TASKS
A. In the attic access thread, what width must the hallway not be reduced below?
B. Please write the next part of the attic access thread, picking up after its final sentence.

# Another attic access question



## JCraver (Mar 16, 2015)

I tried a search, honest...

I have a homeowner who wants to know if he can install a permanent wood ladder with handrails along an upstairs hallway wall, that leads to a storage-only attic.  Access will be through a ~22 1/2" x 30" hole in the ceiling, with an insulated board cover.  Total attic space is ~ 1600 sf, and the storage portion (3/4" ply on 2x6 bottom chords/ceiling joists) is ~ 800 sf.  No appliances in any of the attic, just wiring, some ductwork, and vent pipes.

I can't find anything specifically prohibiting this in the '09 IRC.  Did I miss it, or is it just not there?  This is a rent house, and doesn't seem like a very safe thing for him to do.  OTOH, if there's nothing in the code that says he can't, I don't want to disallow it.


----------



## steveray (Mar 16, 2015)

You would have to see if the joist could support #20 loading for storage........R301.5


----------



## ICE (Mar 16, 2015)

As long as the hallway width will not be reduced below 36", other than ugly....why not.  I will point out that such ladders don't work well.  I refuse to use them.  Of course I haven't encountered one with handrails but I doubt that would help.

As steveray says the loading makes a difference and 800 square feet is a bunch of it. 20# doesn't seem like enough.  Shirley 3/4" plywood says there's a plan Stan.


----------



## jdfruit (Mar 16, 2015)

My skeptic "spidey" sense went off on the ladder idea. A fixed ladder is not such a good idea as the handrails need to go above the ladder top to be effective and would interfere with an insulated hatch cover. There are nice folding drop down ladders available that have  handrails built in to the folding unit. A fixed ladder is a way to get "easy" access to the attic for a conversion. See the sawhorse thread on what happens to attics.


----------



## JBI (Mar 16, 2015)

Last time I checked, the IRC regulates 'stairs' in Chapter 3. Try looking there?

Are stairs to the attic required? No.

Read the stairway requirements _carefully._ Some sections apply to 'required stairways', others apply simply to 'stairways'. The key is in carefully reading the text.

DATASET

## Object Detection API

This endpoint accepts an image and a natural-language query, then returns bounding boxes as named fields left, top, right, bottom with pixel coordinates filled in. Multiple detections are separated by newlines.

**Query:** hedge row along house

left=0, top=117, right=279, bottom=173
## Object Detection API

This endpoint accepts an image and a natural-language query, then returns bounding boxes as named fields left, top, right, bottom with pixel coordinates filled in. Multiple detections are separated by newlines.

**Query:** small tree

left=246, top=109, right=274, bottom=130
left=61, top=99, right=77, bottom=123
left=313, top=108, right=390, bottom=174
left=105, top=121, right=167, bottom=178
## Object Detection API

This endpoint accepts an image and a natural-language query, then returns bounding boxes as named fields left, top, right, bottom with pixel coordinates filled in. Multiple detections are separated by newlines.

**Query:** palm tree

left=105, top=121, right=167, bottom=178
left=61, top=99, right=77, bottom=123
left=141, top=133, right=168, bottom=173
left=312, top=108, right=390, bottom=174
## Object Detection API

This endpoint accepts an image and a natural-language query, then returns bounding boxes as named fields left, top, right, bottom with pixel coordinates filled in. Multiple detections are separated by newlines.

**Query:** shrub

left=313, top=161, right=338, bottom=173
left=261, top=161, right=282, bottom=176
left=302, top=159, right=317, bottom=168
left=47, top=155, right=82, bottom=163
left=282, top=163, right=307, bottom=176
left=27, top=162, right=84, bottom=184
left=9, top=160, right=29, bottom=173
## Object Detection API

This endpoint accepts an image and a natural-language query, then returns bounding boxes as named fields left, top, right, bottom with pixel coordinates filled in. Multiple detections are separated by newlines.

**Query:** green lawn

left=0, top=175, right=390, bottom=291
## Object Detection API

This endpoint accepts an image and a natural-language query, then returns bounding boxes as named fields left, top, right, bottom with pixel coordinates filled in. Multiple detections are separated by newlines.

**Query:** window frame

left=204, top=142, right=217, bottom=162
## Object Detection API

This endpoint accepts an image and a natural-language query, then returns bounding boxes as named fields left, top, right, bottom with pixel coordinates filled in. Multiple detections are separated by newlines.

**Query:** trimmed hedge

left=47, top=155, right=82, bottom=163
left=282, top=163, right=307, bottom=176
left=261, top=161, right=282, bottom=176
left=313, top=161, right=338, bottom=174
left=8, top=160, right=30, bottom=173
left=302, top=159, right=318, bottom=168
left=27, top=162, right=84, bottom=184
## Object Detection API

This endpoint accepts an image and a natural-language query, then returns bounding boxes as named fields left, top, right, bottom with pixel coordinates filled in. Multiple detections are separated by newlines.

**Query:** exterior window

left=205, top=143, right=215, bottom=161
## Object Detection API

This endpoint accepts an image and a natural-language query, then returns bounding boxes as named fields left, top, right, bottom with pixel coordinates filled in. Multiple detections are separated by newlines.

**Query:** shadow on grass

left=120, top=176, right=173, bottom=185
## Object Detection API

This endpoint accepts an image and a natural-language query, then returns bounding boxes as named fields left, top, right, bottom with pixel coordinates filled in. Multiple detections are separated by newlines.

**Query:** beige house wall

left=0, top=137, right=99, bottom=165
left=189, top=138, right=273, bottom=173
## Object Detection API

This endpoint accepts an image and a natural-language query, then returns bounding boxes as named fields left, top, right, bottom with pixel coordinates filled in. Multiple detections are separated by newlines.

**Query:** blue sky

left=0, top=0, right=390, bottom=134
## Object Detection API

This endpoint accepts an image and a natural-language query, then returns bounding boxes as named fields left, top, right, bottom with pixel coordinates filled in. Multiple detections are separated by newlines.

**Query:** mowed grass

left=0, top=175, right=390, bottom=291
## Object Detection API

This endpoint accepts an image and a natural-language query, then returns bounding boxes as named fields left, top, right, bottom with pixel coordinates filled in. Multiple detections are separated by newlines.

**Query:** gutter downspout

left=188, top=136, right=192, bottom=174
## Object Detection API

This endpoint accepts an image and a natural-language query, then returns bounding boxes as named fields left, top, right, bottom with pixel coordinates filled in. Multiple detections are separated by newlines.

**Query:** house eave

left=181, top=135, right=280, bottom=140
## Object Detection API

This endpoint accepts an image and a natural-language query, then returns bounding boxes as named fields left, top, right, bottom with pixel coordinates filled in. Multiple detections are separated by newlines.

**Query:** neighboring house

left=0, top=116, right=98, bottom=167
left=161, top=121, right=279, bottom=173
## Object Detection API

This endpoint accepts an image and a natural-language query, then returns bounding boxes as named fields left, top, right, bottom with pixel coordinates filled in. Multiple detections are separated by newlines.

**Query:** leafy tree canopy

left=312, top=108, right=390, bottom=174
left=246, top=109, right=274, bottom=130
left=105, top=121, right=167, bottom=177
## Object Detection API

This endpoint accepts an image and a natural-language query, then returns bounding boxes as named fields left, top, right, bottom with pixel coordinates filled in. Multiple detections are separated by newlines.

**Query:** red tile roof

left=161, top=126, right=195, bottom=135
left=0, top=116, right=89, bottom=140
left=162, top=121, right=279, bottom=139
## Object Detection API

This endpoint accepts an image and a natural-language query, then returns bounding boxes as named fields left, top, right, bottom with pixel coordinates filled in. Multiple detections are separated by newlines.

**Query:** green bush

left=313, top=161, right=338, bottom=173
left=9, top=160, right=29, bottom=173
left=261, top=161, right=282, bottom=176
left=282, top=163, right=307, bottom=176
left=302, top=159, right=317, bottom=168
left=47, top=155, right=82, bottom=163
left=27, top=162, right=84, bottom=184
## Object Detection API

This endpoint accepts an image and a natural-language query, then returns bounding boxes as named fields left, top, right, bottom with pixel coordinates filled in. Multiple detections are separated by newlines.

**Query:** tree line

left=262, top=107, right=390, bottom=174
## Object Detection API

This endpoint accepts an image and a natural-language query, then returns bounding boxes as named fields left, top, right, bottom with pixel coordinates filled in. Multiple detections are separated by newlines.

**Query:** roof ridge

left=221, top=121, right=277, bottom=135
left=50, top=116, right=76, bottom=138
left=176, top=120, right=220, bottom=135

OUTPUTS
A. 36"

B.
----------



## JBI (Mar 16, 2015)

Duplicate post.


----------



## JCraver (Mar 17, 2015)

steveray said:
			
		

> You would have to see if the joist could support #20 loading for storage........R301.5


I'll be doing that, if he'll let me in to take a look before he applies for a permit.


----------



## JCraver (Mar 17, 2015)

JBI said:
			
		

> Last time I checked, the IRC regulates 'stairs' in Chapter 3. Try looking there?Are stairs to the attic required? No.
> 
> Read the stairway requirements _carefully._ Some sections apply to 'required stairways', others apply simply to 'stairways'. The key is in carefully reading the text.


I keep reading this, and I'm missing what you're telling me to look for...

According to the customer / homeowner, this doesn't meet the requirements to be a habitable attic (ceiling height), so a stair is not required (311.4).  Nothing in the prescriptive stair sections (311.7 - 311.9) tells me how or when to build a ladder.


----------



## JCraver (Mar 17, 2015)

jdfruit said:
			
		

> My skeptic "spidey" sense went off on the ladder idea. A fixed ladder is not such a good idea as the handrails need to go above the ladder top to be effective and would interfere with an insulated hatch cover. There are nice folding drop down ladders available that have  handrails built in to the folding unit. A fixed ladder is a way to get "easy" access to the attic for a conversion. See the sawhorse thread on what happens to attics.


I suggested a fold-down ladder and he didn't like it.  He'd have to work a bit to frame the opening because the ceiling joists run the wrong way, and he wasn't interested in that a bit.

I didn't get the sense that he's wanting to turn it into living space (it's a rental, and that would cost money).  A tenant or a future owner could though I suppose.  If the ceiling is as low as he tells me it is then it doesn't seem likely.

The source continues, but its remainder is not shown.